## TASK TO COMPLETE
The article that follows, about elderly plaintiffs' injury cases, names the groups who often discount the consequences of older people's injuries. List those groups.

Some Things that Make an Elderly Plaintiff’s Injury Case Different

Some Things that Make an Elderly Plaintiff’s Injury Case Different

Some Things that Make an Elderly Plaintiff’s Injury Case Different

It seems sensible to conclude that an elderly injury causes greater harm than an injury earlier in life. Older people, for example, “are more likely to break bones in falls because many older people have porous, fragile bones.”1. “[F]atal crash rates increase starting at age 75 and increase notably after age 80. This is largely due to increased susceptibility to injury and medical complications among older drivers rather than an increased tendency to get into crashes.”2. Severe but nonfatal collision injuries are also more likely in older people. “[O]lder [vehicle] occupants are more prone to injury, have higher severity injuries, and have poorer healing responses than is observed in younger persons.”3.

Despite such a seemingly obvious conclusion, however, elderly personal injury victims face unique challenges in obtaining fair compensation for injuries caused by negligence. Plaintiff’s attorneys sometimes decline to take their cases, dismissing them as ‘small cases’ because of the difficulty of distinguishing pre-existing medical conditions, lack of or reduced earning capacity, and short life expectancy.”4. Lawyers who “question the extent of damages in cases involving elderly plaintiffs [may] suggest that these cases might not be worth pursuing.”5.

The special challenges of the elderly injury case don’t go away once an elder retains a lawyer. “The consequences of older people’s injuries are often discounted by doctors, insurance adjusters, and defense counsel.”6. Many insurance carriers, for example, “immediately take the position that elderly plaintiffs deserve lower settlements than younger plaintiffs.”7. It’s typically an unsupportable position that rests largely on prejudices. Unfortunately, it’s pervasive—and it’s often proven persuasive. “[C]onventional wisdom [is] that it’s difficult to obtain high injury awards for the elderly.”8. One injury lawyer has stated more bluntly that “[d]efense lawyers usually believe that senior cases are worth garbage, and they are very crass about it saying, ‘Hey, this person is 65 and is going to die anyway …”9.

Not all of the challenges are rooted in unhelpful attitudes. An elder’s economic damages, for example, will likely be less than a younger person’s because the cost of future medical care and lost wages will likely be less. But noneconomic damages—the intangible losses that come with injury and that age compounds—must overcome such attitudes if fair compensation is to be obtained.

Demonstrative evidence can help a jury visualize what an elderly person has to endure because of someone else’s negligence. Testimony from damages witnesses like a spouse, children, and neighbors can describe the day-to-day effects of the injury. Even more important than effective trial tactics, however, may be understanding and empathizing with an older person who has become a plaintiff. The lawyer’s ability to walk in shoes that have taken many steps is critical to his or her ability to lead the jury along the same path.

1. Laurence Z. Rubenstein, MD, Falls in the Elderly, Merck Home Health Handbook (2014).
2. CDC, Older Adult Drivers: Get the Facts.
3. Lawrence S. Nordhoff, Jr., Motor Vehicle Collision Injuries: Biomechanics, Diagnosis, and Management 534.
4. John A. Day, Elderly Personal Injury Victims: Proving Intangible Damages, 24 Trial 28, 28 (1988).
5. Id. at 31.
6. Jules B. Olsman, Proving Damages for Elderly Plaintiffs, 27 Trial 35, 35 (1991).
7. Elsworth T. Rundlett III, Maximizing Damages in Small Personal Injury Cases 4-14.
8. Gera-Lind Koralek, Case Proves Senior Verdicts Can Be Large, 80 ABA J. 28 (1994).
9. Id. (quoting attorney Robert A. Clifford).

## Data for grounding objects from natural language
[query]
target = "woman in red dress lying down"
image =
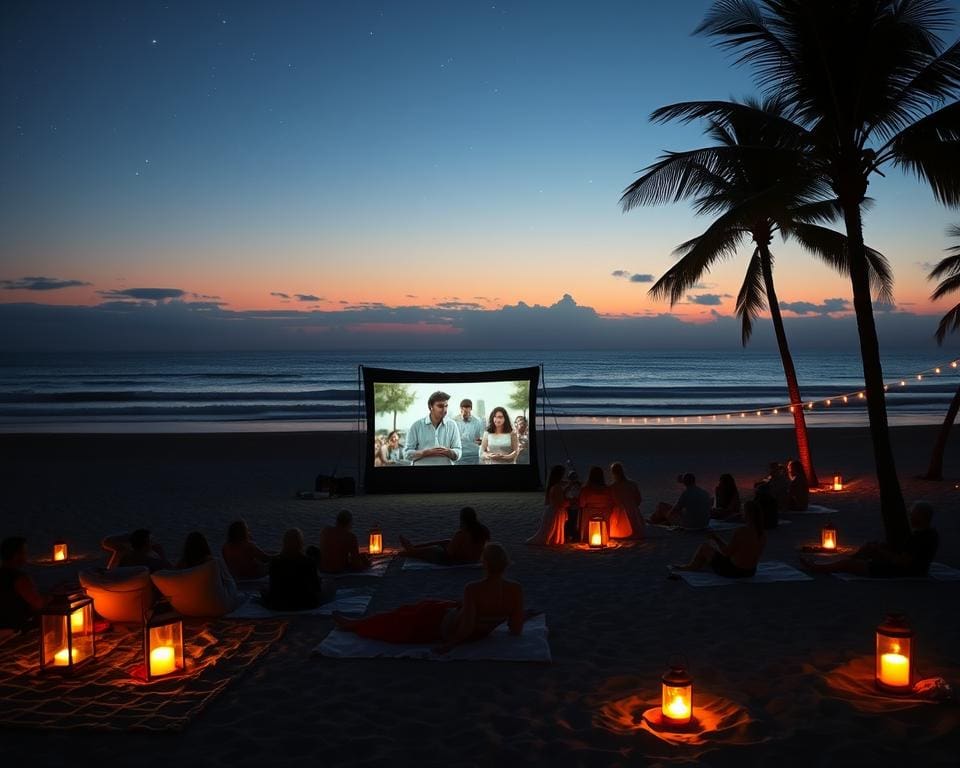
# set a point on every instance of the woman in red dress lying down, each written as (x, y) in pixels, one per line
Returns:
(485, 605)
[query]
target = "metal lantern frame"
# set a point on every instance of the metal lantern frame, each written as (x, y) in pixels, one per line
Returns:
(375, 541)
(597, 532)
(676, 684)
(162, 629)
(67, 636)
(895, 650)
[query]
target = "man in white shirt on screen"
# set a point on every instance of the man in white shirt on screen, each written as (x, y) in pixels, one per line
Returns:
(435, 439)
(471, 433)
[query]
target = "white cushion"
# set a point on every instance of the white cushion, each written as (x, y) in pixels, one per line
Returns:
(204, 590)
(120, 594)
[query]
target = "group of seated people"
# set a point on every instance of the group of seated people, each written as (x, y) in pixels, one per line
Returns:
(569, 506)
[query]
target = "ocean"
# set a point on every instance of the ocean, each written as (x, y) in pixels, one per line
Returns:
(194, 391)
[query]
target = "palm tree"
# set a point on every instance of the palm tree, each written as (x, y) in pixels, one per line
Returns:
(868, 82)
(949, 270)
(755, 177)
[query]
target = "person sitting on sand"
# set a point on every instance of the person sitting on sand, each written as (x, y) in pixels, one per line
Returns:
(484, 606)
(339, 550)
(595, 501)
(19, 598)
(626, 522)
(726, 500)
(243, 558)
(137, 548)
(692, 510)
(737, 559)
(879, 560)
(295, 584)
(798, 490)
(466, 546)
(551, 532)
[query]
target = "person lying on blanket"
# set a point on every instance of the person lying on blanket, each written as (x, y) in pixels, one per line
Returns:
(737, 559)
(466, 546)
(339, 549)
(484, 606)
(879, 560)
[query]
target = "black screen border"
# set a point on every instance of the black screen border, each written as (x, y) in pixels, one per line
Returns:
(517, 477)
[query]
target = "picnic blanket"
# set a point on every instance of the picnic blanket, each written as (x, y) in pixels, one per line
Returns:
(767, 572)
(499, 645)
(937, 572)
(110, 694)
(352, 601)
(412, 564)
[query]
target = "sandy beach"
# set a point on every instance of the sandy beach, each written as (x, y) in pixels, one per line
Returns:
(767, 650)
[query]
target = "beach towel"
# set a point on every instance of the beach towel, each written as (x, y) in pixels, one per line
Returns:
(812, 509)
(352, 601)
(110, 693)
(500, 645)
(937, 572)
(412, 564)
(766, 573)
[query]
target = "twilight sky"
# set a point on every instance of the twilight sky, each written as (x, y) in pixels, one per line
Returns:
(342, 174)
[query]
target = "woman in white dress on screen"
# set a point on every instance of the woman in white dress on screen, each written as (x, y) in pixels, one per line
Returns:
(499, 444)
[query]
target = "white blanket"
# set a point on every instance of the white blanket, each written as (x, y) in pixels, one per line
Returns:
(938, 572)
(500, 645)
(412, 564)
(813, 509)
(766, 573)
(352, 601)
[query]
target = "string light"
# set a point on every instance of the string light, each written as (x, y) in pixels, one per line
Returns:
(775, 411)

---

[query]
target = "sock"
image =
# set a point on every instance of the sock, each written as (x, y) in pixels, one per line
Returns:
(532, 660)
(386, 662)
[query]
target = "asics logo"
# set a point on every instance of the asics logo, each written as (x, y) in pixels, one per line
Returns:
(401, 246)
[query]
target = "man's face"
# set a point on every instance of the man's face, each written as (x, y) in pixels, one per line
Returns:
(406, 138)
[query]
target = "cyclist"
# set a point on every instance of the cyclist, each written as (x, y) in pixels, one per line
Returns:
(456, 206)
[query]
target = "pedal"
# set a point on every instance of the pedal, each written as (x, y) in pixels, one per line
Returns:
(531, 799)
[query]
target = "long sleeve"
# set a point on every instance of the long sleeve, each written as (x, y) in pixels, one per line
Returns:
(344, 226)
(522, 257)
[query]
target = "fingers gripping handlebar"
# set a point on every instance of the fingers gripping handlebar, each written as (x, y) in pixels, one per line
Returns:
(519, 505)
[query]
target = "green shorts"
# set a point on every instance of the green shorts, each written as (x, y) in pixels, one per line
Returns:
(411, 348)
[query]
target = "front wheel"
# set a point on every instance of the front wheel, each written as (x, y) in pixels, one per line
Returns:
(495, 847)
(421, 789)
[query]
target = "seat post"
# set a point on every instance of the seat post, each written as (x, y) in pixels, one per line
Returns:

## WORKED SOLUTION
Doctors, insurance adjusters, and defense counsel.